*PROBLEM DESCRIPTION*
Find the line containing "Tag every instance of the straw" in the entries below. Restate it and each line after it, word for word, up to and including the line containing "Tag every instance of the sandy".
_ _ _
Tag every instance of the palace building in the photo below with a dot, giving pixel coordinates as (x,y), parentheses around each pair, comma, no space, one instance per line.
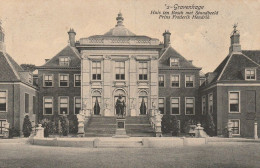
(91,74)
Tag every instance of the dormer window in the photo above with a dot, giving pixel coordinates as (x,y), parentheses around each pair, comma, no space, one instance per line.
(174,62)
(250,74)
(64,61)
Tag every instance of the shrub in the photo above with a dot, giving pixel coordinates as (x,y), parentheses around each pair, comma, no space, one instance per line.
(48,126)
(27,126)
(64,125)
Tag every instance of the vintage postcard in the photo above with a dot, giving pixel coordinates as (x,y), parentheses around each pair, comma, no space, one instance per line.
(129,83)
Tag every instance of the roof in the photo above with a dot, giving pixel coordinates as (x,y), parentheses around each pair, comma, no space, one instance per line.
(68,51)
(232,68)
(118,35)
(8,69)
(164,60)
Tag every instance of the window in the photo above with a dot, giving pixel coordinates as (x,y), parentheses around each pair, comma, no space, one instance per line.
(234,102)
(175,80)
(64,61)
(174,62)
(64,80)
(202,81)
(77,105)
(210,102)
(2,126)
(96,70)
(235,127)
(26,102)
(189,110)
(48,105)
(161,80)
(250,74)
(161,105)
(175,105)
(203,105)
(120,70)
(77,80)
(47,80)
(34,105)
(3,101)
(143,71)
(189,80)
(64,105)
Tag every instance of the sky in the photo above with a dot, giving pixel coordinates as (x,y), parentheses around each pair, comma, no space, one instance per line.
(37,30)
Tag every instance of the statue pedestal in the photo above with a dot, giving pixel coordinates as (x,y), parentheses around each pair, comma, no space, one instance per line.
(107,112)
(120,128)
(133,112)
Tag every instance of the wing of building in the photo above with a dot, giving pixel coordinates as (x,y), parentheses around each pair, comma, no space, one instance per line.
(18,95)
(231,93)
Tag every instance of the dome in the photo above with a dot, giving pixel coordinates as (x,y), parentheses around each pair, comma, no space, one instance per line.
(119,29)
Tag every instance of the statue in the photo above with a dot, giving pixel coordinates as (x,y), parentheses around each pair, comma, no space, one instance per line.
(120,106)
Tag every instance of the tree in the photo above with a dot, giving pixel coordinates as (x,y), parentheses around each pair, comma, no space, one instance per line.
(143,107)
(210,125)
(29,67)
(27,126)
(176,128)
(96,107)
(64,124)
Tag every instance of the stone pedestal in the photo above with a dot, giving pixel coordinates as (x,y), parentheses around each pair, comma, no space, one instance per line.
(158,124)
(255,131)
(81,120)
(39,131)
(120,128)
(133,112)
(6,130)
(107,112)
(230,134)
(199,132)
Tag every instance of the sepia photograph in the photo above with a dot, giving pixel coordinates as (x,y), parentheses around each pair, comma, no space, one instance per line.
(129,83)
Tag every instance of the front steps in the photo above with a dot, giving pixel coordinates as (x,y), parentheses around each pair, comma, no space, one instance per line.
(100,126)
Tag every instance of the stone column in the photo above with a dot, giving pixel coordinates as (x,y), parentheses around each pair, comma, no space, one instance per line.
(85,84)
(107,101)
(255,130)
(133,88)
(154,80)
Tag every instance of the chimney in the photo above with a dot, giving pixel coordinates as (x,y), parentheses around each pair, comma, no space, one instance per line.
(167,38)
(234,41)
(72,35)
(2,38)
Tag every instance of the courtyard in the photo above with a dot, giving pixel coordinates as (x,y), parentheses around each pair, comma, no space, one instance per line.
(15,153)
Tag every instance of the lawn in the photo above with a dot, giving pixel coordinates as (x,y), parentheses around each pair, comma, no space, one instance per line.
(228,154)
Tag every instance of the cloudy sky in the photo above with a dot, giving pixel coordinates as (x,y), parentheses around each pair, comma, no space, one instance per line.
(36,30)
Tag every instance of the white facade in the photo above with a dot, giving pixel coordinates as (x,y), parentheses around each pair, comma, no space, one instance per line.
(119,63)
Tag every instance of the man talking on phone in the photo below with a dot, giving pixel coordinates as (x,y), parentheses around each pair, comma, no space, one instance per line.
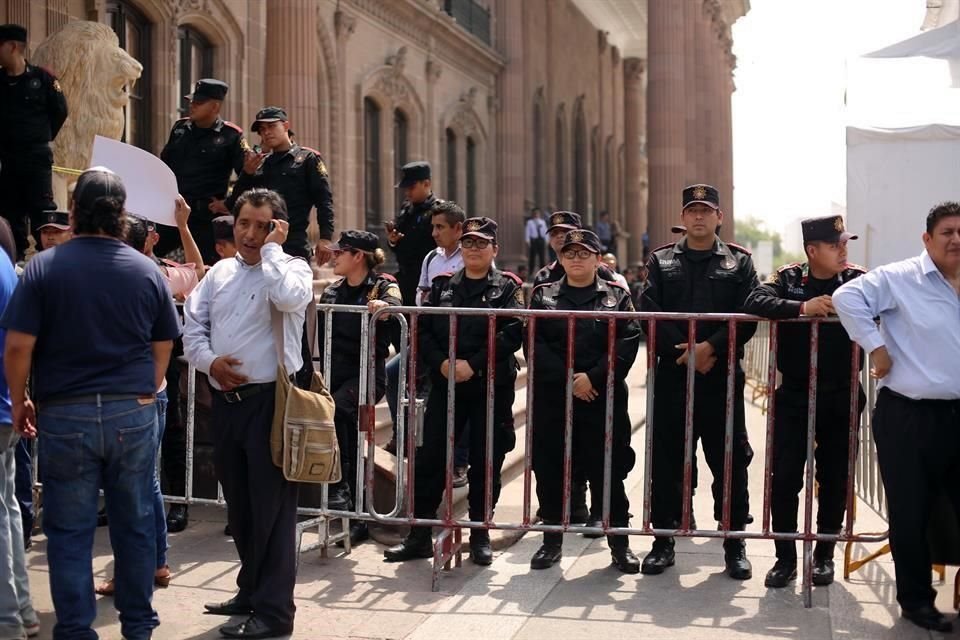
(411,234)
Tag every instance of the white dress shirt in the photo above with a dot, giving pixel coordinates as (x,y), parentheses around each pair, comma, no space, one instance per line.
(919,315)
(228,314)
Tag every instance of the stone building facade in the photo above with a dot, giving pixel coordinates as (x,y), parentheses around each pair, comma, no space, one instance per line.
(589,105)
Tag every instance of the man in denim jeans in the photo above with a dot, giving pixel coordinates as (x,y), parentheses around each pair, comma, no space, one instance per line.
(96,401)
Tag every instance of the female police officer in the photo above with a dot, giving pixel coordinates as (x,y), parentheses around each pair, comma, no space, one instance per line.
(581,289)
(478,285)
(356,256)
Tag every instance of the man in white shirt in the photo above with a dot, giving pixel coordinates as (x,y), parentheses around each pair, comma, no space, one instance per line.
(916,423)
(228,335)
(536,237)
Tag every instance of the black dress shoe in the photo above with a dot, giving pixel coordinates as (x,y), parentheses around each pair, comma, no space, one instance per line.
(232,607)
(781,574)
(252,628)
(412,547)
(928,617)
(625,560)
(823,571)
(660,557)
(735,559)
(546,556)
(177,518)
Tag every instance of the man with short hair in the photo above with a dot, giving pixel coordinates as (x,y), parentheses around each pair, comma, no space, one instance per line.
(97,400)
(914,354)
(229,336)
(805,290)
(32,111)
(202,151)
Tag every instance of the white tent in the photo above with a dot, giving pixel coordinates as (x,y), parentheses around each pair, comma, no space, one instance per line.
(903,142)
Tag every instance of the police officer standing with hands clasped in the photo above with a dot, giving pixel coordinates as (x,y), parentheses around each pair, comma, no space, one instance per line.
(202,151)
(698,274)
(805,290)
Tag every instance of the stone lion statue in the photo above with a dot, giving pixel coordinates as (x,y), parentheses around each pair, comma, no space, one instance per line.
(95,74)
_ _ _
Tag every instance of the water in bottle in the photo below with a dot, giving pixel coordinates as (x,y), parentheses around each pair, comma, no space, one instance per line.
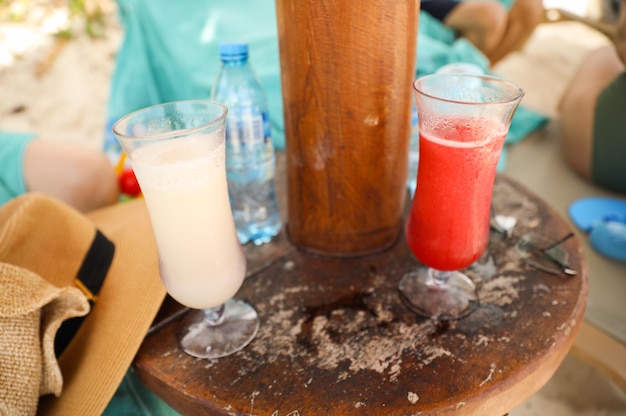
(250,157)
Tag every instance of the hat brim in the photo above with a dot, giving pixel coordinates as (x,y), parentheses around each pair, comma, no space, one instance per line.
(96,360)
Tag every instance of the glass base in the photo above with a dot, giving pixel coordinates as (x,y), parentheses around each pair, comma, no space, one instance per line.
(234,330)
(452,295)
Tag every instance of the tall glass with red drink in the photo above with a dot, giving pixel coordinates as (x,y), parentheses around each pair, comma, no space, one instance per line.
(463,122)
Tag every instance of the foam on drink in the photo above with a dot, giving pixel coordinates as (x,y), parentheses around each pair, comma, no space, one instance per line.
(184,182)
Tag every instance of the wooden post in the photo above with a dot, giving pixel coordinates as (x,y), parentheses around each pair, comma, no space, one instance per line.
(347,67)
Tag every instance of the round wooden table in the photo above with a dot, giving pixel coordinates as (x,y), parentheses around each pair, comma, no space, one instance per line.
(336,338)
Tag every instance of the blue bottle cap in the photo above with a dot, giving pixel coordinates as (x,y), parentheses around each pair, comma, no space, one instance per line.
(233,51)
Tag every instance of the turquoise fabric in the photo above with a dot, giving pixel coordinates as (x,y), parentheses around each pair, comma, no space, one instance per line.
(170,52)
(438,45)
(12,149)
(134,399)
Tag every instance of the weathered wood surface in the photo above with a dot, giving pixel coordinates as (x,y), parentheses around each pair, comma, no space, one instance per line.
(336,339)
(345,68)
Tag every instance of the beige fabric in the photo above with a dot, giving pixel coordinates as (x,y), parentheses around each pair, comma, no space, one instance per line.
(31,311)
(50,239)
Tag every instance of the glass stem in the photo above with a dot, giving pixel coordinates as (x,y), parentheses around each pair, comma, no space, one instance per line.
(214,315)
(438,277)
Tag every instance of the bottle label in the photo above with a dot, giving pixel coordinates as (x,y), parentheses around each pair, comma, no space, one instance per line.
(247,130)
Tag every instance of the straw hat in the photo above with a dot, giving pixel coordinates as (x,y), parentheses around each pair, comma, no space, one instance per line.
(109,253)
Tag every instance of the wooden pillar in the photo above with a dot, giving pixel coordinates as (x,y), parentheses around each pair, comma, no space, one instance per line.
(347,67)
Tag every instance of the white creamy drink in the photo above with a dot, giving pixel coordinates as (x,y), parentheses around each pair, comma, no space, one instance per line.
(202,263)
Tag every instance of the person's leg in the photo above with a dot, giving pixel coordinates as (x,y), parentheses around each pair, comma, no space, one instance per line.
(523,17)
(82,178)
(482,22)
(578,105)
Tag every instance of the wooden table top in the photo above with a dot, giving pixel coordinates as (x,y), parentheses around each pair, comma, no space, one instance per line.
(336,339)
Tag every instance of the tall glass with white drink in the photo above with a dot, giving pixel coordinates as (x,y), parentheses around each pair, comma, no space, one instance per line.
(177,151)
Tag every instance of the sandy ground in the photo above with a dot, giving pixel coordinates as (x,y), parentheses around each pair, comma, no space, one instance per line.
_ _ _
*EXPECTED ANSWER*
Tag every instance of the straw hat in the photo above with a dot, giving pixel coordinates as (x,y), parentheses around each pair, comma, no space, one instance per line.
(109,253)
Tag every instance of the wooden pillar in the photo above with a dot, giving pixel coordinates as (x,y), parentheses around each pair, comma, no space, one instance per line.
(347,67)
Tag every instance of the white creamy drink in the photo above with a dot, giving pixel coordinates as (x,y), parentheses around each pair, comma, no space, one instance per line.
(202,263)
Tag every instance of the person's leg in the photo above with a dot, giving pixel coordinates as (x,y), parentheses around each pair, comma, no space, one instance per line.
(523,17)
(82,178)
(482,22)
(578,105)
Tag every instance of the wooden table top in the photo above with a dot, giving pixel coordinates as (x,y), parentheses around each pair, comma, no space, one instance per line.
(336,339)
Tag every instance of the tall glass with white drink in the photo above with a dot, giving pixel coordinates as (x,y), parentheses around each pair, comma, no space, one instance per line.
(177,151)
Tag every instance of the sandy ground in the photo above with a dot, giving pixel coordinates as (x,y), parentheses around each pair, comma, no space, one instance per line.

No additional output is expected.